→ **EXERCISE OBJECTIVE**
Shift every coordinate in the answers of the records below by adding -116 to each number, and write out all the lines again with the requests included. Leave the pictures out.
## START DATA PROVIDED
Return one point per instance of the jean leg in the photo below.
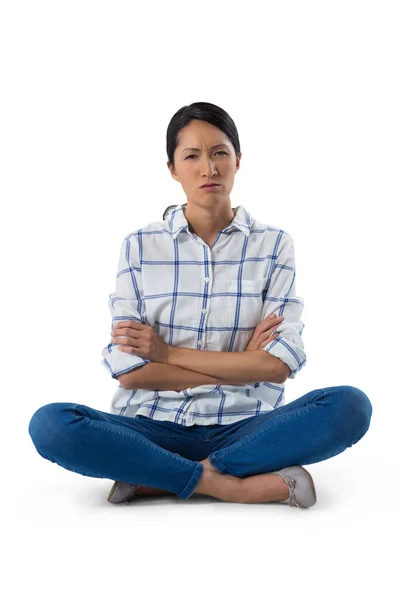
(312, 428)
(97, 444)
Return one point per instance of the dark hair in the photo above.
(204, 111)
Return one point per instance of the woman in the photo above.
(195, 346)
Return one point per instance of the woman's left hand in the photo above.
(135, 338)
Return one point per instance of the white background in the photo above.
(88, 90)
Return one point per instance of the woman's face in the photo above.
(213, 159)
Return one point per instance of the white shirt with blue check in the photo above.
(206, 298)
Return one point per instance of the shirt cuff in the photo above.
(118, 362)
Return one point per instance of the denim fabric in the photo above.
(165, 455)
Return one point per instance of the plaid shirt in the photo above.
(206, 298)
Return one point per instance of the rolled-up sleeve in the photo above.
(281, 299)
(126, 303)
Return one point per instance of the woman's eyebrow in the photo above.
## END DATA PROVIDED
→ **WRITTEN SOLUTION**
Return one point per instance of the jean leg in the photo below.
(196, 312)
(-19, 328)
Return one point per instance of the dark hair in the photo above.
(88, -5)
Return one point per instance of the woman in the photo above.
(79, 230)
Return one point per instance of the woman's left hand in the photo above.
(19, 222)
Return one point per instance of the white background in the photo above.
(-28, -26)
Return one point per instance of the woman's face in the photo above.
(97, 43)
Return one point per instance of the white shirt with blue check in the photo above.
(90, 182)
Return one point per instance of the shirt cuff in the photo above.
(2, 246)
Return one point per instance of the denim fabric in the photo above.
(49, 339)
Return one point per instance of the plaid shirt in the photo above.
(90, 182)
Return one point per instance of the rolled-up sleeve in the photo above.
(165, 183)
(10, 187)
Return one point per instance of the woman's eyebrow in the photo above.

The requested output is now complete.